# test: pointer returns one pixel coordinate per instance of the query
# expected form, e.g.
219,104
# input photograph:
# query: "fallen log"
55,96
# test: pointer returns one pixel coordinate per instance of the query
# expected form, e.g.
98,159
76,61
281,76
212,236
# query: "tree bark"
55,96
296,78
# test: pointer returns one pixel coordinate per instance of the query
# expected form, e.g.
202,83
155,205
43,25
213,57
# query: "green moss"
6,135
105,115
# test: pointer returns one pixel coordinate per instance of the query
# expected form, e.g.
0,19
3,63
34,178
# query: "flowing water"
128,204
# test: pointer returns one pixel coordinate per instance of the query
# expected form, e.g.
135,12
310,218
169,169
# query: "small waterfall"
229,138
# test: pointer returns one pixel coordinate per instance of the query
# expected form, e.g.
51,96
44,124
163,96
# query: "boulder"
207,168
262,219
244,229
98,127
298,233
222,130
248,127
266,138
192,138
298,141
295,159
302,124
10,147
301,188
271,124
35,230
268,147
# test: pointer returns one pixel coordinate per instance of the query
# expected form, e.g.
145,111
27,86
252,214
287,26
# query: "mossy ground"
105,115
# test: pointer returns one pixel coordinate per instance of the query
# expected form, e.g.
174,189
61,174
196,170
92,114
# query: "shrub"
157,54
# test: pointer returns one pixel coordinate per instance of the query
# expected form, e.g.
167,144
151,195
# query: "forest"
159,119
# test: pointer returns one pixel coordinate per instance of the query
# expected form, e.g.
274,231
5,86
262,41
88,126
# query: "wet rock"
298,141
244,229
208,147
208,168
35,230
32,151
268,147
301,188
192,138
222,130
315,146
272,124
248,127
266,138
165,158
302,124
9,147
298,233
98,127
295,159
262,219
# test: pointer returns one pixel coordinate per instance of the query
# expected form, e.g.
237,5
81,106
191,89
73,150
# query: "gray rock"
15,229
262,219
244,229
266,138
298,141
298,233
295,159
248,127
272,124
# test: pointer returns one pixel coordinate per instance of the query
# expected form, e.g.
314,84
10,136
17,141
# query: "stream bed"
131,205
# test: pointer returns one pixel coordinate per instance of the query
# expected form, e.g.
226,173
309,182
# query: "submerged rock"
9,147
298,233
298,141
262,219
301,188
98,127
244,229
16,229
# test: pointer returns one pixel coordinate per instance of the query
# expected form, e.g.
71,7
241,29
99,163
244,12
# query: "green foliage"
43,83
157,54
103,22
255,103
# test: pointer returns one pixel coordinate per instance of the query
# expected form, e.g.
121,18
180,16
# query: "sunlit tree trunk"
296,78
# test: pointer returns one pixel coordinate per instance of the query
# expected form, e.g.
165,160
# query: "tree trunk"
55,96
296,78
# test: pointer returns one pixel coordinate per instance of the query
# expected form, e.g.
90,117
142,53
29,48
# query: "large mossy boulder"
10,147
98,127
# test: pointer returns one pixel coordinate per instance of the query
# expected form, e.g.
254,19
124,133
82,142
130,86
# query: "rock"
=-=-=-=-=
_Problem description:_ Retype all of the material above with every character intact.

_Full answer:_
# test: pointer returns one pixel coordinate per instance of the query
# expected form, e.g.
219,104
# input photograph:
# query: "fallen log"
55,96
# test: pointer returns one pixel coordinate per instance of the query
# expected form, e.g.
98,159
76,61
281,76
212,236
# query: "tree bark"
55,96
296,78
# test: pointer returns one pixel coordinate per instance of the query
# expected form, e.g.
202,83
155,205
43,25
213,57
# query: "green moss"
6,135
105,115
# test: pointer returns one pixel coordinate per instance of the query
# expected form, e.g.
0,19
3,63
34,178
# query: "flowing water"
128,204
# test: pointer returns one pixel coordinate per instance of the query
# expected form, e.g.
135,12
310,218
169,169
# query: "small waterfall"
229,138
# test: pointer returns one pixel coordinate per instance of the query
# expected form, e.g.
51,96
44,124
163,96
# query: "boulder"
207,168
262,219
244,229
98,127
298,233
222,130
248,127
266,138
192,138
298,141
295,159
302,124
10,147
301,188
271,124
35,230
268,147
# test: pointer returns one pixel coordinate per instance of the query
# expected form, e.g.
145,111
27,86
252,214
287,26
# query: "mossy ground"
105,115
# test: pointer returns one pixel coordinate per instance of the query
# expected form, e.g.
174,189
61,174
196,170
92,114
# query: "shrub"
157,54
# test: pointer returns one pixel coordinate per instance of the query
# expected form, e.g.
167,144
151,195
# query: "forest"
159,119
# test: pointer returns one pixel coordinate per instance of the query
# expected form, e.g.
274,231
5,86
262,41
88,126
# query: "wet rock"
298,141
244,229
208,147
208,168
35,230
32,151
268,147
301,188
192,138
222,130
315,146
272,124
248,127
266,138
165,158
302,124
9,147
298,233
98,127
295,159
262,219
# test: pointer returns one pixel coordinate per instance of the query
# expected form, e.g.
237,5
81,106
191,89
73,150
# query: "gray rock"
15,229
262,219
244,229
266,138
298,141
298,233
295,159
248,127
272,124
# test: pointer returns one pixel coordinate per instance of the query
# expected form, e.g.
314,84
10,136
17,141
# query: "stream bed"
131,205
# test: pointer returns one pixel coordinate per instance of the query
# expected form, e.g.
226,173
309,182
# query: "submerged rock"
9,147
298,233
298,141
262,219
301,188
98,127
244,229
16,229
# test: pointer returns one pixel coordinate per instance of the query
# expected form, e.g.
71,7
241,29
99,163
244,12
# query: "green foliage"
43,83
157,54
103,22
255,103
# test: pointer returns one pixel coordinate per instance of the query
# expected form, e.g.
121,18
180,16
# query: "sunlit tree trunk"
296,78
# test: pointer returns one pixel coordinate per instance of the query
# expected form, e.g.
165,160
# query: "tree trunk"
55,96
296,78
# test: pointer returns one pixel coordinate per instance of the query
# expected form, e.g.
90,117
142,53
29,48
# query: "large mossy boulder"
10,147
98,127
# test: pointer returns one pixel coordinate per instance of the query
# expected form, e.g.
254,19
124,133
82,142
130,86
# query: "rock"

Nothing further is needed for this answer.